==== SUPPLIED ENTRIES

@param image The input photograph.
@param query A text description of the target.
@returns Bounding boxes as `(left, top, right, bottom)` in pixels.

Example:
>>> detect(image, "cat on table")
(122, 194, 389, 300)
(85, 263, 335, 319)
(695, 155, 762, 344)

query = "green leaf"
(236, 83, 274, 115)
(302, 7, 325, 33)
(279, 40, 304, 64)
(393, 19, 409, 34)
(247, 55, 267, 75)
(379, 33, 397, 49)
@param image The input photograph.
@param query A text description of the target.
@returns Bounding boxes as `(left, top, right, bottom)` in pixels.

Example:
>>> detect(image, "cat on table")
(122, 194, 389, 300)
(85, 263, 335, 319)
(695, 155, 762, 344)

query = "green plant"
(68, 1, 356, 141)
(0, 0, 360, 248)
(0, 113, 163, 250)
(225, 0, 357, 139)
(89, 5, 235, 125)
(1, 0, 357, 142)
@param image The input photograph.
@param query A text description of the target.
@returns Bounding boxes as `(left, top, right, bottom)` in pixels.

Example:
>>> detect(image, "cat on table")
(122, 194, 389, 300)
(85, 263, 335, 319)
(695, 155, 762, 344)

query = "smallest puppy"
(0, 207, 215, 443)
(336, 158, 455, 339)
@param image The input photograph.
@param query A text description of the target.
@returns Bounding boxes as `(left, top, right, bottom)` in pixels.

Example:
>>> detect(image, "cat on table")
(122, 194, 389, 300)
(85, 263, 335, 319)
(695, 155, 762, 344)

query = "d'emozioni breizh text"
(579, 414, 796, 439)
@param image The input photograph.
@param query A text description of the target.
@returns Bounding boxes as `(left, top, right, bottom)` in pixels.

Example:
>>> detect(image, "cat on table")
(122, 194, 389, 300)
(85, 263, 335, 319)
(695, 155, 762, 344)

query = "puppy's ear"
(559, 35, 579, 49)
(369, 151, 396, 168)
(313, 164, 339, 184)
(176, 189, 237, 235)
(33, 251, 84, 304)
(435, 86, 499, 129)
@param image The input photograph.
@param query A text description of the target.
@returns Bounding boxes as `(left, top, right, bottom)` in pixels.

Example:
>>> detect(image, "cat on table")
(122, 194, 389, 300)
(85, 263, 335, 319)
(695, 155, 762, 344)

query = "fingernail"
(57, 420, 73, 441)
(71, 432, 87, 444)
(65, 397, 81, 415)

========

_WHAT YOU WILL DO_:
Every line in the listing above should be repeated exactly.

_RESULT OF THE TASK_:
@param image The input photograph.
@param query A text description of the target.
@returns Bounding boxes as `(left, top, right, bottom)` in pixels.

Example:
>>> detect(image, "cat on table")
(122, 194, 389, 300)
(85, 263, 335, 319)
(695, 155, 762, 344)

query = "green leaf"
(236, 83, 274, 115)
(302, 7, 325, 33)
(279, 40, 304, 64)
(393, 19, 409, 34)
(247, 55, 267, 75)
(379, 33, 397, 49)
@param image The input photograph.
@param query A text description of the target.
@returns Bounding boxes as `(left, top, right, bottom)` in pixels.

Example:
>>> detect(image, "cat on table")
(122, 194, 389, 300)
(85, 263, 335, 319)
(695, 155, 762, 344)

query = "green plant"
(68, 1, 356, 141)
(0, 0, 360, 248)
(0, 113, 163, 250)
(225, 0, 357, 139)
(89, 5, 235, 125)
(1, 0, 357, 142)
@param image The input photograph.
@param query A text description of the target.
@returns Bounding boxes as `(left, top, right, bottom)` in pixels.

Example:
>>> detect(image, "cat on table")
(122, 194, 389, 300)
(85, 263, 335, 319)
(695, 155, 762, 344)

query = "smallest puppy"
(0, 207, 215, 443)
(336, 158, 455, 339)
@param image The input photograph.
@param query A text description of the target.
@returns Bounding boxes as `(left, top, right, bottom)` in pixels.

Example:
>>> detect(image, "cat on table")
(122, 194, 389, 300)
(85, 263, 335, 319)
(695, 155, 762, 344)

query = "d'emozioni breizh text"
(579, 414, 796, 439)
@param image The input photograph.
@param query A text description of the target.
@returns Bounding boxes as `(left, top, right, bottom)` in pixels.

Example:
>>> detect(image, "cat on table")
(122, 194, 389, 300)
(85, 263, 335, 319)
(695, 155, 762, 344)

query = "puppy's ear"
(559, 35, 579, 49)
(369, 151, 396, 168)
(313, 164, 339, 184)
(176, 189, 237, 235)
(33, 251, 84, 304)
(435, 86, 499, 129)
@param image The input photograph.
@param query A text description of the target.
@returns Bounding boxes as `(left, top, right, bottom)` in pixels.

Example:
>>> detect(image, "cat on table")
(122, 194, 389, 300)
(85, 263, 335, 319)
(695, 155, 762, 344)

query = "fingernail"
(57, 420, 73, 441)
(71, 432, 87, 444)
(65, 397, 81, 415)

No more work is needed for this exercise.